Rescale the lines between the line holding "# Looking for the carved" and the line holding "(356, 457), (562, 625)", inclusive. Reproduce them in full, requests included, but multiply every coordinate in the answers by 0.45, round to whole numbers with halves going up, and leave the picture out.

TASK INPUT |

++++++

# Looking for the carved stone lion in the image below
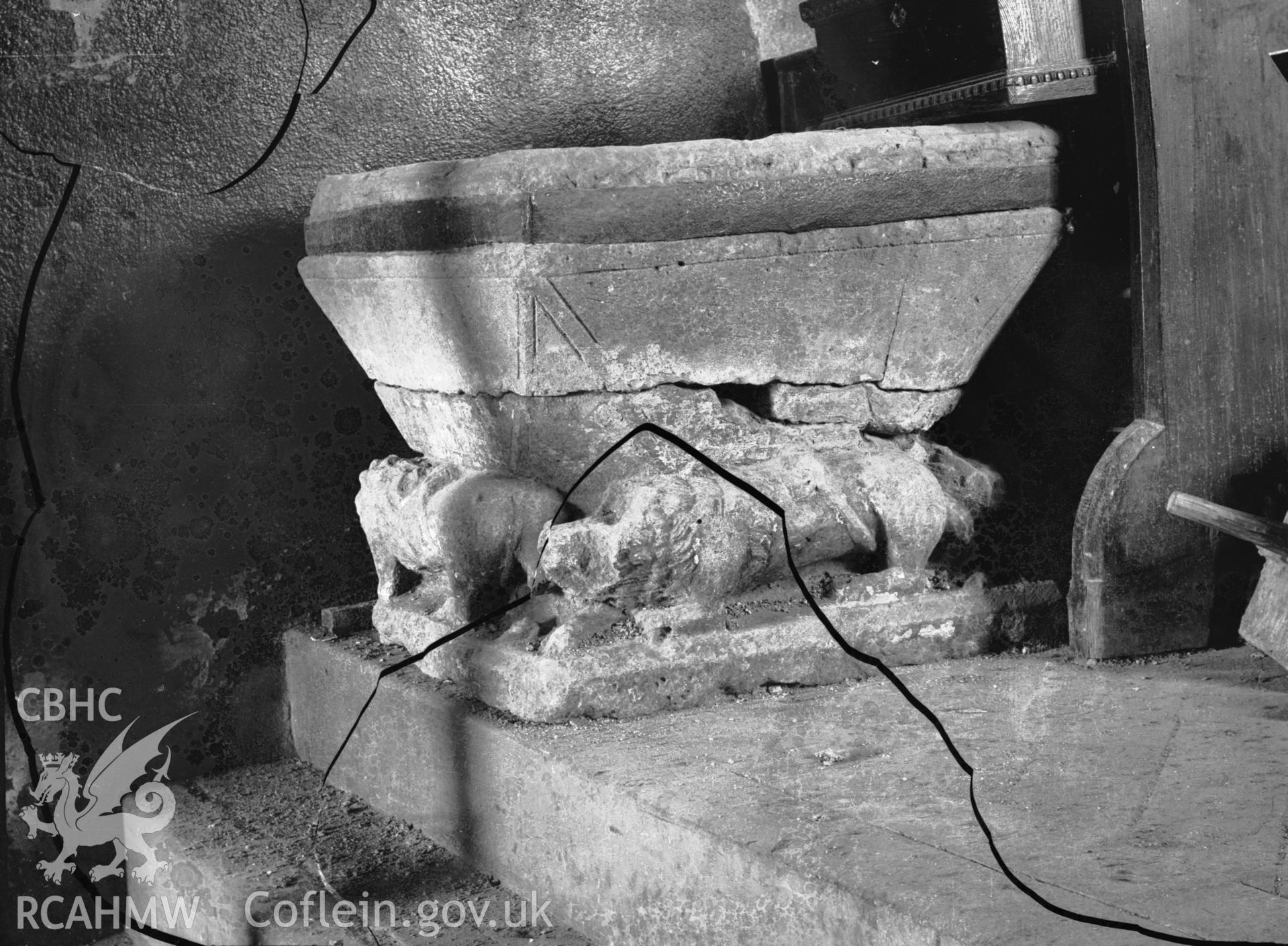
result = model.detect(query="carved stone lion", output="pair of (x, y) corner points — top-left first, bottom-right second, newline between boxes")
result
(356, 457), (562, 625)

++++++

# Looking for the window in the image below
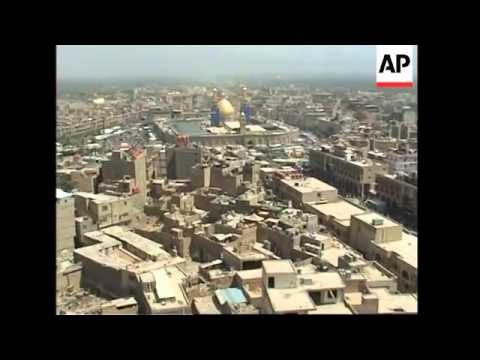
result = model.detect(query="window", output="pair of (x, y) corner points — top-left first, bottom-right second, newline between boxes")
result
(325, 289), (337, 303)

++++++

SOLUTION TO THE EXERCISE |
# Looking for the carved stone lion in the image below
result = model.detect(query="carved stone lion", output="pair of (x, y) corner points — top-left first, bottom-right second, newline between boxes")
result
(160, 206), (253, 281)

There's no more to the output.